▶ **EXTRACT**
┏━━

Inuit cosmology does not identify a strong division between human and animals: “treating everything with respect (as though it were a living thing) was key. People, land, rocks, water, wildlife, weather and the environment were all thought of in this way” (Kalluak Reference Kalluak, Karetak, Tester and Tagalik2017, 43). The social relationship between the Inuit and their prey should be taken into account for a better understanding of their interpretation of the radical scarcity of the Arctic. “Only by hunting and eating country food can Inuit retain their strength. Thus, they depend completely on the animals they kill. The animals are thought to be aware of this and to give themselves up willingly to be killed by the hunter… The killing of game is therefore not considered to be an act of violence by a human being towards an animal, but a meaningful act in which hunter and animal are connected as partners” (Laugrand and Oosten Reference Laugrand and Oosten2015, 38). In Inuit cosmology, the walruses (and all marine mammals) have agency, and choose to be killed, and so adherence to rituals and taboos are markers of respect for the walrus’ choice. “All animals are like that. They don’t like going to lazy, selfish people whose only concern is to survive alone. An animal will refuse to go to a person who is only concerned about his own survival” (Bennett and Rowley Reference Bennett and Rowley2014, 45). The cosmological interpretation of material conditions of the hunt lead to very different social norms about cooperation and conflict—not simply cooperation with other humans, but cooperation with the animals themselves (Gotfredson, Appelt, and Hastrup Reference Gotfredson, Appelt and Hastrup2018).

┗━━

▶ **QUESTIONS TO ANSWER**
1) According to the passage on Inuit cosmology, what can Inuit retain only by hunting and eating country food?
2) Do these statements agree with the passage on Inuit cosmology? (a) Inuit cosmology draws a strong line between humans and animals. (b) The killing of game is not seen as an act of violence toward an animal. (c) An animal will refuse to go to a person concerned only with his own survival.
3) Carry on the passage on Inuit cosmology from the point where it stops.

▶ **STORED DATA**
┏━━

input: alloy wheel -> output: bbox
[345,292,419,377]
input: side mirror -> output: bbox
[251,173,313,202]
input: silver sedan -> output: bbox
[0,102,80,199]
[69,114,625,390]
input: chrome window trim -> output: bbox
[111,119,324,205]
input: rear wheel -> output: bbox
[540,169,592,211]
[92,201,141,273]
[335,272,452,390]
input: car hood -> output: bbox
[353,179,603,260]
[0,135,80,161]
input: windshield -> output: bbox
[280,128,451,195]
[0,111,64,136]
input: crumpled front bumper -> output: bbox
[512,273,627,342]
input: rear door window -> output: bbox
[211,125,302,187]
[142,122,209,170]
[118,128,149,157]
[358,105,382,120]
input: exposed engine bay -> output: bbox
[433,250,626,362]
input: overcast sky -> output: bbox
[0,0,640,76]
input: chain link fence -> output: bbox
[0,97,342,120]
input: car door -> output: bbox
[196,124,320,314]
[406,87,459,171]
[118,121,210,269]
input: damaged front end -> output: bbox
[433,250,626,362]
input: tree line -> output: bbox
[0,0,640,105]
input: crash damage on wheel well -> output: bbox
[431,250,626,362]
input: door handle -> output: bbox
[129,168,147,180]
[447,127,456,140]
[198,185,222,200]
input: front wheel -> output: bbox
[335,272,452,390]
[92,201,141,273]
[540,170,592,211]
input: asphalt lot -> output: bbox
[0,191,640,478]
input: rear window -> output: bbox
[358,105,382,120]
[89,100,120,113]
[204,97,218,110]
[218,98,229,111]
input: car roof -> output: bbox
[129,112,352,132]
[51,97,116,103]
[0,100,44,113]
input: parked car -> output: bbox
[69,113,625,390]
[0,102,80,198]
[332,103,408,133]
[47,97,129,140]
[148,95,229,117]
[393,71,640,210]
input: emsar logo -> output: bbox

┗━━

▶ **ANSWER SET**
1) Their strength.

2)
(a) No: "Inuit cosmology does not identify a strong division between human and animals."
(b) Yes: "The killing of game is therefore not considered to be an act of violence by a human being towards an animal."
(c) Yes: "An animal will refuse to go to a person who is only concerned about his own survival."

3)
The walrus hunt inverts the environmental and contextual factors of the stag hunt, and thus inverts what is rational about cooperation in conditions of anarchy. There is no tension between the individual and the general interest: not only would it be dangerous for the individual hunter to defect from the group disrupting the larger walrus hunt and capturing the ringed seal, but there is every possibility that the whole group might die from starvation or angry walruses. I am not making a deterministic argument that “Inuit societal forms, values, and practices [are] cultural responses to the harsh arctic environment” which leads to “scholars [lauding] the communitarian values associated with food sharing practices while ignoring the less egalitarian aspects of the institution” (Stern Reference Stern, Stern and Stevenson2006, 257), but I am identifying some correlations.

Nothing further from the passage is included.